How do the lines below between the ones holding "For every <instance>" and "box: [205, 307, 428, 476]", inclusive, read? Give them again exactly, with no other lines.

##### Task inputs

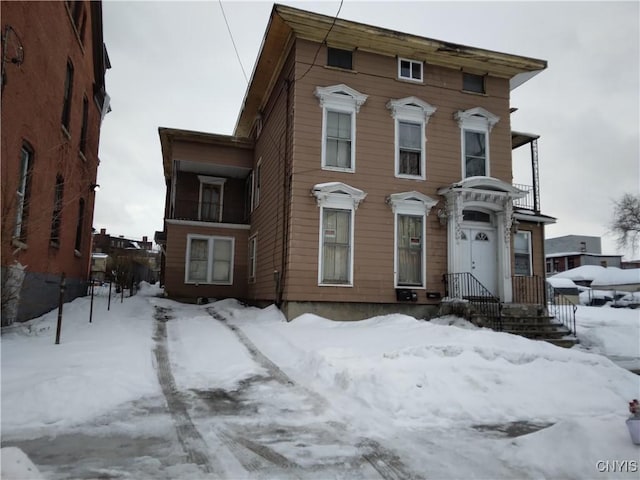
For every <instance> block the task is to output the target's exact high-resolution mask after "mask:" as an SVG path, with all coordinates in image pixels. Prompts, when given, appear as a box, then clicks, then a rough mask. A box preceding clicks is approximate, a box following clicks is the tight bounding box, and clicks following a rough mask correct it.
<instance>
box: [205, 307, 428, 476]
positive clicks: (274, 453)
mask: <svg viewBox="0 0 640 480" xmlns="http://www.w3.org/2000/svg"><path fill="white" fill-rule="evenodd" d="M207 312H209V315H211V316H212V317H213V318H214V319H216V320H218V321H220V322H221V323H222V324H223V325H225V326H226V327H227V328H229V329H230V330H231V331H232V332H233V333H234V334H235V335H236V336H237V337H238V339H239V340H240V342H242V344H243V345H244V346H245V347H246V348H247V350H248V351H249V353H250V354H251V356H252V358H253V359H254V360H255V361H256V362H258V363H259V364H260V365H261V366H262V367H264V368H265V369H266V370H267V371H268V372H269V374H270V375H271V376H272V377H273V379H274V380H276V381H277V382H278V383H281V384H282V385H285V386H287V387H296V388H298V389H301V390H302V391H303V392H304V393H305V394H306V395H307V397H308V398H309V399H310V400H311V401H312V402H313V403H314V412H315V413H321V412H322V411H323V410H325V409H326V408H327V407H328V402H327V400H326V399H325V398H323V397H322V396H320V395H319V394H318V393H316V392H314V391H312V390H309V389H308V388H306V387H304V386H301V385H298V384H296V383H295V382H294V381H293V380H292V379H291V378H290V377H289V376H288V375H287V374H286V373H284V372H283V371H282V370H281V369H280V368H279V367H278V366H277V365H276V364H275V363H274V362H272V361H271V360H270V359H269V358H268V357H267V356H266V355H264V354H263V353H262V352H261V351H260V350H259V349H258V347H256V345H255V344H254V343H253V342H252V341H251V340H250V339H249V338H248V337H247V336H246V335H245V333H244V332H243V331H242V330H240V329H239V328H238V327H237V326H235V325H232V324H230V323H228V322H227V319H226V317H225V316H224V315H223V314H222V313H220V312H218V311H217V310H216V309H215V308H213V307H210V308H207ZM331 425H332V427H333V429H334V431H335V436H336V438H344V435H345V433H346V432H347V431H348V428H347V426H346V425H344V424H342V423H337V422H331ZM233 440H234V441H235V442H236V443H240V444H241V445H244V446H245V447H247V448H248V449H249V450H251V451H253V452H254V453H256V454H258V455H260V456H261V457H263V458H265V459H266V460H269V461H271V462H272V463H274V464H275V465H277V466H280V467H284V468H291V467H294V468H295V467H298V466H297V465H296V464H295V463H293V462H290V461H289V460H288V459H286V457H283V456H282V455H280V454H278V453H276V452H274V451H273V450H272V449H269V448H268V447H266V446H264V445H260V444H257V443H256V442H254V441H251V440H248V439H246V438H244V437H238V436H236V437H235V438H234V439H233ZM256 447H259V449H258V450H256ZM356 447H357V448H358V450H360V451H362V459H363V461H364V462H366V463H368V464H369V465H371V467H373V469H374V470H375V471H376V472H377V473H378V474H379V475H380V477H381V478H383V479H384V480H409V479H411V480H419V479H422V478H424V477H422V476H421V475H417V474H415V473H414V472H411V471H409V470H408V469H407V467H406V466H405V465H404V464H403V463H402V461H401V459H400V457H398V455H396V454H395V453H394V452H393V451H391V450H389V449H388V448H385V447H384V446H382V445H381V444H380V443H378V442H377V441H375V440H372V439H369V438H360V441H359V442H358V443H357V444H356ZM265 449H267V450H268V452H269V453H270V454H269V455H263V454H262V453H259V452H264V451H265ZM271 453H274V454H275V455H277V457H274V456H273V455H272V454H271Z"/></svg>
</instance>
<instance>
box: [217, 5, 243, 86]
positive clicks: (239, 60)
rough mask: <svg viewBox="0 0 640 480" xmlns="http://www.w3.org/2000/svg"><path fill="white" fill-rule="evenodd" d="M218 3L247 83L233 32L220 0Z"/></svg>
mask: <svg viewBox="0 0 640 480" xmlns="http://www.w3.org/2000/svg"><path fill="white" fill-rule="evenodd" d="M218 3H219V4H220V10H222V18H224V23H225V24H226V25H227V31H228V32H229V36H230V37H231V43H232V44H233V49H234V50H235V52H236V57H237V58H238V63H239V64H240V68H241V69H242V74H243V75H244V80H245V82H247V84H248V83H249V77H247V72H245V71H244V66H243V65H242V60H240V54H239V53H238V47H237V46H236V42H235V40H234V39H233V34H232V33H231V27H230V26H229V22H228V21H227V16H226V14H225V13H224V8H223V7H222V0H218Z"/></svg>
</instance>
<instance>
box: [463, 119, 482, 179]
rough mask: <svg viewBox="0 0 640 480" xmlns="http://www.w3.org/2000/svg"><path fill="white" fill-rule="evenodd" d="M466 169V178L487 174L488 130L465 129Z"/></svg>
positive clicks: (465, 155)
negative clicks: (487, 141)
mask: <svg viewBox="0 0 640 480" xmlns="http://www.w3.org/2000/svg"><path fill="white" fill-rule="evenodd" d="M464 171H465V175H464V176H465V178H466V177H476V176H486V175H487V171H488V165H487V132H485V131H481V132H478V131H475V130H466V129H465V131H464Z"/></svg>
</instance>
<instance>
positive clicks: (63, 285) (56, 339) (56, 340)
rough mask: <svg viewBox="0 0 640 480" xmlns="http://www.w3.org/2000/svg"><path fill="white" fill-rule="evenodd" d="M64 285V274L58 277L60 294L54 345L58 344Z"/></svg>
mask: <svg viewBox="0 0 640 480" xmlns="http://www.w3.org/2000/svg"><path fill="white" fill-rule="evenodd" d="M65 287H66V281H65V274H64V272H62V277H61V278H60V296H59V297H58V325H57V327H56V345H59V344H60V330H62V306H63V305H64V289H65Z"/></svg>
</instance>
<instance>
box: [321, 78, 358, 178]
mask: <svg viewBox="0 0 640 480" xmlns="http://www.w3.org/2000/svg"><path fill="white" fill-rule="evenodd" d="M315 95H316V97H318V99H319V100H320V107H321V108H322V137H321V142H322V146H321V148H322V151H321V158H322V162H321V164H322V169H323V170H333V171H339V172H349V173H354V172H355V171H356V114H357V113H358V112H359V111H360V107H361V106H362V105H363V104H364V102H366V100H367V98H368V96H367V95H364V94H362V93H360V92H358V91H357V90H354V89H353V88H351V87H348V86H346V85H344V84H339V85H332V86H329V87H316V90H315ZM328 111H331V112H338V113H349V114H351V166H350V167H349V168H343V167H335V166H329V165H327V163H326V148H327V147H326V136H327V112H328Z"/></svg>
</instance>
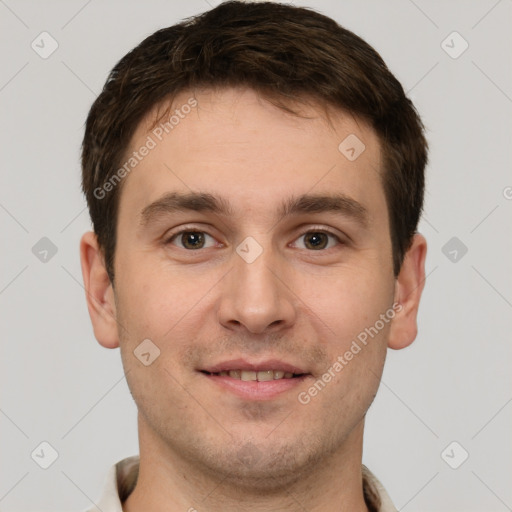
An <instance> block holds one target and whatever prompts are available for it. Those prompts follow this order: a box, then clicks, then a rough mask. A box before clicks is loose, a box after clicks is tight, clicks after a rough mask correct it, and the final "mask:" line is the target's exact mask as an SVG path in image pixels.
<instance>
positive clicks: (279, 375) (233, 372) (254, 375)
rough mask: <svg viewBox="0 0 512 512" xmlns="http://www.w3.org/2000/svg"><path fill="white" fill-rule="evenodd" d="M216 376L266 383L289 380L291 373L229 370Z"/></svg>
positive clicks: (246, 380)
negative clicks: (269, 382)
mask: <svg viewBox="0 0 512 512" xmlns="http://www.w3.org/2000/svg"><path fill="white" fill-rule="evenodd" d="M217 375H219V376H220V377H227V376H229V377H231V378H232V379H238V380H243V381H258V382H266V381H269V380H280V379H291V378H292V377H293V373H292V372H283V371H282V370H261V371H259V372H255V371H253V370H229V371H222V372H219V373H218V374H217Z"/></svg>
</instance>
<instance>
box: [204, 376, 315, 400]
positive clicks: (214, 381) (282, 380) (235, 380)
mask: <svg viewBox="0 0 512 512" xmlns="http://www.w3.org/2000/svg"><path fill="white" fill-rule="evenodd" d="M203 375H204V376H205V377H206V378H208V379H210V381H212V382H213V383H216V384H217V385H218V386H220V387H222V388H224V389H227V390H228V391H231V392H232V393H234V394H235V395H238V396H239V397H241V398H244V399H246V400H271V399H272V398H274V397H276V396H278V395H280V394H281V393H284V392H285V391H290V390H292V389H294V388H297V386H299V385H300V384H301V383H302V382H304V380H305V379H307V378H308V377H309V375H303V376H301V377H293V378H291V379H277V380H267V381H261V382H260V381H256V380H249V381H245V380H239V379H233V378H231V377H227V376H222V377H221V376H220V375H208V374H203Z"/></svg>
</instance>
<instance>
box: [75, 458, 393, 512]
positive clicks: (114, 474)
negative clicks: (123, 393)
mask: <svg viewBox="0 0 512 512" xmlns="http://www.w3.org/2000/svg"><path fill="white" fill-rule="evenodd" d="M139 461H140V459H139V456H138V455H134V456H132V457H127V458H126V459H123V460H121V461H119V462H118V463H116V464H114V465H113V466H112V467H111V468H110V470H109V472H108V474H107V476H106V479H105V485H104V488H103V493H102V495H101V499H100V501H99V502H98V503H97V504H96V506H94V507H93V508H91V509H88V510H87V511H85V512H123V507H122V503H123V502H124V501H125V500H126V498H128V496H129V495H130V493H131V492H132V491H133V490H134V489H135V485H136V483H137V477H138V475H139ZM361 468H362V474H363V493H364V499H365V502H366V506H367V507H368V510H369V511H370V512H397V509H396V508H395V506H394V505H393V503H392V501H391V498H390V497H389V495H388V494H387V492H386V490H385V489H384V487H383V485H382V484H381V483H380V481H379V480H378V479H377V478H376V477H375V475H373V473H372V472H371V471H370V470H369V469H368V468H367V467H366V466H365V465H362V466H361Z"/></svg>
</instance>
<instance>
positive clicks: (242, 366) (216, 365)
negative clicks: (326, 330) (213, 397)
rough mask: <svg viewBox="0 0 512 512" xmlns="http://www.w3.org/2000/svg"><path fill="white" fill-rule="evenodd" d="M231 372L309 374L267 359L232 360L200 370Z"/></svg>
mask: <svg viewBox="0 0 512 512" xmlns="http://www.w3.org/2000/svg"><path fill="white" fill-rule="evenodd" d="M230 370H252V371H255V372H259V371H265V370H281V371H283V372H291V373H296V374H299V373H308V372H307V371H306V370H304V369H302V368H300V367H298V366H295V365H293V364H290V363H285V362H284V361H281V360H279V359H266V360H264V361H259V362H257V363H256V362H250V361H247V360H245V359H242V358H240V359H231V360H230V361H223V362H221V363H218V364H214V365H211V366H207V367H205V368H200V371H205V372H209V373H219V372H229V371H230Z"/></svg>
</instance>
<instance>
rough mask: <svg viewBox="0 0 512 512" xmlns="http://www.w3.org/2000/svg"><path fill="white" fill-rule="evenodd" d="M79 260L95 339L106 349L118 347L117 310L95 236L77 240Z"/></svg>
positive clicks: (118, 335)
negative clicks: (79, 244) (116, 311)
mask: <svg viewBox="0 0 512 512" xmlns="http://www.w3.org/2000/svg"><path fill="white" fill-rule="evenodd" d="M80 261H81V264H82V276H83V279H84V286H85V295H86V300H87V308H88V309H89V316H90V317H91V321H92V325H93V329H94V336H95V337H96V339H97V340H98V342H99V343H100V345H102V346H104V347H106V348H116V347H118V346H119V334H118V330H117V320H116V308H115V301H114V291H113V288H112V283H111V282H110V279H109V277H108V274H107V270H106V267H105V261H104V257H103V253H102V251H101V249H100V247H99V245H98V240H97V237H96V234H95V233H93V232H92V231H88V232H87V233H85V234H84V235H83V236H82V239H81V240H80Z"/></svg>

##########
##### Task inputs

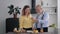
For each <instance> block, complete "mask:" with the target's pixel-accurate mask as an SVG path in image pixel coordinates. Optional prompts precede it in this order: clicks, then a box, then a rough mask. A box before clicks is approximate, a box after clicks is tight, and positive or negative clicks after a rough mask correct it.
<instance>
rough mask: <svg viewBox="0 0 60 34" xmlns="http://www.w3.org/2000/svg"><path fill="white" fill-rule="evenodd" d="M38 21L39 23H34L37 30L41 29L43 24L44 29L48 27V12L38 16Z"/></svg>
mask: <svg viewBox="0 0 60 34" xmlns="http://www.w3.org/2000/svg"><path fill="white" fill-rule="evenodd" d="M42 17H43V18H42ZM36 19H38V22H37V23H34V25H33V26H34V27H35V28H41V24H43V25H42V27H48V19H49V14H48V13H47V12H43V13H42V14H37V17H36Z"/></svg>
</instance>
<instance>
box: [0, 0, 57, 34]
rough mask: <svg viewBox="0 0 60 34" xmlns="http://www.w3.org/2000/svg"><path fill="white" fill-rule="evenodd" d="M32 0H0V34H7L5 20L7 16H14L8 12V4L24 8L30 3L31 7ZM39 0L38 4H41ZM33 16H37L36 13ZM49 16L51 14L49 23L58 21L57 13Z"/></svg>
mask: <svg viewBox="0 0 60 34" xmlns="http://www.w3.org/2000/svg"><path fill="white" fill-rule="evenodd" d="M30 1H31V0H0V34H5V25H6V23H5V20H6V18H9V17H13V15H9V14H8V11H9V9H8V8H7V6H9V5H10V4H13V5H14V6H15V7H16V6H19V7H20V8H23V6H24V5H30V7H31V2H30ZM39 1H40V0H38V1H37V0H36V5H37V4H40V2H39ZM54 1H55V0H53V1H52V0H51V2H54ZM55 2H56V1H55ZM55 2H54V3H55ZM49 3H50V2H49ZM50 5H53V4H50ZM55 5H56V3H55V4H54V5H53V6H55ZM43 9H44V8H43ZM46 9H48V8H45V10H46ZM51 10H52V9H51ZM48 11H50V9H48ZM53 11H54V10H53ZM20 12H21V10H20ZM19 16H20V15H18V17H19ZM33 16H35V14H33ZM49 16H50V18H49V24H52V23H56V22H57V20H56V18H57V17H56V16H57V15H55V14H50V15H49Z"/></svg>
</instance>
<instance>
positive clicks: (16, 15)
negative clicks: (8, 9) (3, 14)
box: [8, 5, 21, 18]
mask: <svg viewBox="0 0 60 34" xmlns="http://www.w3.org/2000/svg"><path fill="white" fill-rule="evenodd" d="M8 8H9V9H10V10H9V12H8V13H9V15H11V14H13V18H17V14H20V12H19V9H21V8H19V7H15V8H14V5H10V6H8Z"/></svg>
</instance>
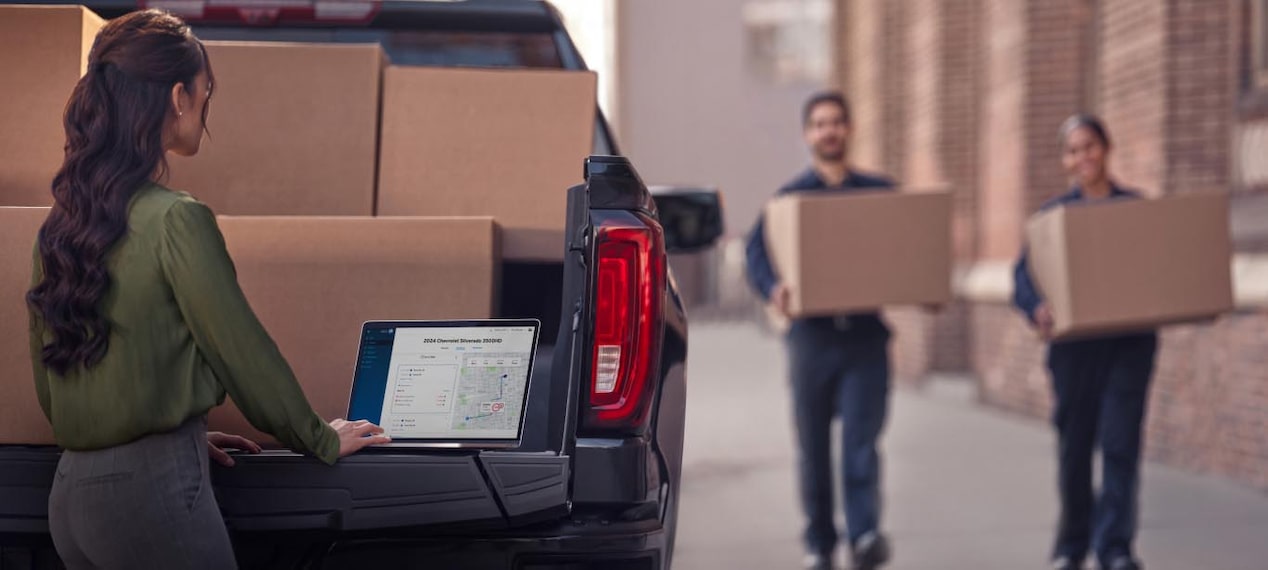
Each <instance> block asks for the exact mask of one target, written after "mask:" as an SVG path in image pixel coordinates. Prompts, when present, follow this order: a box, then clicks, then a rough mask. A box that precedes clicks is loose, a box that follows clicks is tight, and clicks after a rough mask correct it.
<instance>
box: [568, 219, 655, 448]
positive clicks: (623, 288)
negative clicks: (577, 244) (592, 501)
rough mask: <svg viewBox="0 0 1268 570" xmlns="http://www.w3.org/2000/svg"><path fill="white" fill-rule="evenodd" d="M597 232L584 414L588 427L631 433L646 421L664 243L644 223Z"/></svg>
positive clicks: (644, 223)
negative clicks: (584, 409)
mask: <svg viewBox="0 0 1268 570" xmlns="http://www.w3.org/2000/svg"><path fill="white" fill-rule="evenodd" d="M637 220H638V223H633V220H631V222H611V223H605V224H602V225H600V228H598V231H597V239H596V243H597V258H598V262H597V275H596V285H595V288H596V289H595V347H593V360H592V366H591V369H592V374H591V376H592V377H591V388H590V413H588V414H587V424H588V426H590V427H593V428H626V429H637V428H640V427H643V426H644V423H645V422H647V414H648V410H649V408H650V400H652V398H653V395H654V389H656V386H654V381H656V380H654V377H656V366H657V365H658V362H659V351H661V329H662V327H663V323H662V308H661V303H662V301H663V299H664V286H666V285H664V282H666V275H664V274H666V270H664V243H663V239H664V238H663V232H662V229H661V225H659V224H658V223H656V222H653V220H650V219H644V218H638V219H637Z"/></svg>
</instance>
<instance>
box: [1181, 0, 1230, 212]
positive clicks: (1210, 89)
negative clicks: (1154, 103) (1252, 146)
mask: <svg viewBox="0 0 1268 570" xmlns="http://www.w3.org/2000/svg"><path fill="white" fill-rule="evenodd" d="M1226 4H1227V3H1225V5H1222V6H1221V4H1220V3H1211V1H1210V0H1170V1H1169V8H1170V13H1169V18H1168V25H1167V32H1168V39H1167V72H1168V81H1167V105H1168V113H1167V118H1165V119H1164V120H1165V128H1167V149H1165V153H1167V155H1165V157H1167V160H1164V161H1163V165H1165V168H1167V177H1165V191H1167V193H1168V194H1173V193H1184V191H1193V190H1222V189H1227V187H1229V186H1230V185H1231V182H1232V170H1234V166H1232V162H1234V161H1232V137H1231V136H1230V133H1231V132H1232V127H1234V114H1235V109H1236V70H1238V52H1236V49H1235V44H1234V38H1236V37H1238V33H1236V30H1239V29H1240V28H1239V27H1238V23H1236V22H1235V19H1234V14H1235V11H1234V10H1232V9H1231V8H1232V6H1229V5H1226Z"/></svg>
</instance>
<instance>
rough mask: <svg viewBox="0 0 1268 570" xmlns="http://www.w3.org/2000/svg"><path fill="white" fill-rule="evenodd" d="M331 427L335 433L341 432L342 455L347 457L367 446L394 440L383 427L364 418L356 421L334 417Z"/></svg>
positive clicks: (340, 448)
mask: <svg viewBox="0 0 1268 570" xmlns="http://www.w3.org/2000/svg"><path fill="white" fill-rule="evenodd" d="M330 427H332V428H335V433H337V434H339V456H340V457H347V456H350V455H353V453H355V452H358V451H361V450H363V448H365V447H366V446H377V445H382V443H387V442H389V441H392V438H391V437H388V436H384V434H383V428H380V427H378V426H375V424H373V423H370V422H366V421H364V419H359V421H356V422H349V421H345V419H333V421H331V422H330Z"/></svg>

##########

**Output of the exercise:**
For every <instance> block the task is to output the target's exact high-resolution mask after "mask:" as an SVG path, with all coordinates in image pixels. Prompts, when given, appear as a box, then clicks, then a rough mask. A box preceding clicks is approximate, a box following clicks is the tight bounding box, and clicks following a rough mask correct it.
<instance>
box: [205, 307, 428, 476]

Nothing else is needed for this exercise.